▸ WORK ORDER
From the forum post about a worried ex, quote the stretch from "Worried about my" through "i got scared." word for word.

▸ DOCUMENT TEXT
○ ○ ○ ○ ○
The Student Room Group

Worried about my ex

I split up with my bf last week and hes been begging me to take him back. I told him i would if he would do certain things in the relationship (not be how he was etc) and he was like fine but i really need you.
This was yesterday night before i went to bed.
Today he went to the doctors cos hes been crying all week and apparantly hes been diagnosed with 'clinical depression' and is starting on anti depressants. He told me this today and i got scared.

It was like he was blaming me and when i told him to change i also put in there that hes gotta stop being so dependant on me. I ntold him this and he was like it isnt my fault. (meaning mine) and i said i was scared fo him cos i wanted things to change and i KNOW what he will be like because hes had 'depression' before.

TBH i think hes just really emotional, he cries at like everything and bcos he doesnt act depressed AT ALL.
He has nothing to be depressed about and to be frank i have more things that i could be depressed about than him and i worded it 'And you dont see me on bloody anti depressants'

He went offline after that and i havent spoken to him since.

I dont think im in the wrong here, i was willing to take him back after EVERYTHING he has put me through: almost sending me over the edge: and a day after i say i will he puts this on me. I cant have him doing this everytime! (hes done this before to me)
○ ○ ○ ○ ○
▸ Records from a collection
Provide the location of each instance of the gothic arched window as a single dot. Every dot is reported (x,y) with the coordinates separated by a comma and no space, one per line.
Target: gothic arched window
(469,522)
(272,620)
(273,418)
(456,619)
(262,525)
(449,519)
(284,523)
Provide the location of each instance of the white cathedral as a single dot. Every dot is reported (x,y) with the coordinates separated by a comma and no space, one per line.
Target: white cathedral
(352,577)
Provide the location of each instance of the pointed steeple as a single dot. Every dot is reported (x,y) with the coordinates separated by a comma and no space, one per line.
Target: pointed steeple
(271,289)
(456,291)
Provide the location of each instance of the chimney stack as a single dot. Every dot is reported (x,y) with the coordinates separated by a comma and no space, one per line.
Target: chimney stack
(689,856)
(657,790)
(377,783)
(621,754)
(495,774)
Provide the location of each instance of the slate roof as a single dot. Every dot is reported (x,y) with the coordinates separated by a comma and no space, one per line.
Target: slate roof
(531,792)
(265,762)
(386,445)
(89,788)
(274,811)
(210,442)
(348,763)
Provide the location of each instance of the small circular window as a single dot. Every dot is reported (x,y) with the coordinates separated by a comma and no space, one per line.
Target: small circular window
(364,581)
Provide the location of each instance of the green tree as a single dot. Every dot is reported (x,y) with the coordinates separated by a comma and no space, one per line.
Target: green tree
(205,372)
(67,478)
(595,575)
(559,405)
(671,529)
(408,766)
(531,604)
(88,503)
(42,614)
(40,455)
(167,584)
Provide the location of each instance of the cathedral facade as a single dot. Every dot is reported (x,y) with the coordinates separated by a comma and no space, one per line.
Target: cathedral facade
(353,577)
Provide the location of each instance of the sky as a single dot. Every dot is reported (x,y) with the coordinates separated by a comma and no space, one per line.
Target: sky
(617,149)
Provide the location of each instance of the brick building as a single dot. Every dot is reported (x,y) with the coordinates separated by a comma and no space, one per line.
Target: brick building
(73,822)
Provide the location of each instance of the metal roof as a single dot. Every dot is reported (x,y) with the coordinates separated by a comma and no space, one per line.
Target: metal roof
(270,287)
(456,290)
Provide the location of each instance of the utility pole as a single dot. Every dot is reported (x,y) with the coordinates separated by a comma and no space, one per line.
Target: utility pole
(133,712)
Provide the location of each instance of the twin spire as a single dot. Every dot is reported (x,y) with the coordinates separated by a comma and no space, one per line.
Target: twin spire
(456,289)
○ ○ ○ ○ ○
▸ OUTPUT
Worried about my ex

I split up with my bf last week and hes been begging me to take him back. I told him i would if he would do certain things in the relationship (not be how he was etc) and he was like fine but i really need you.
This was yesterday night before i went to bed.
Today he went to the doctors cos hes been crying all week and apparantly hes been diagnosed with 'clinical depression' and is starting on anti depressants. He told me this today and i got scared.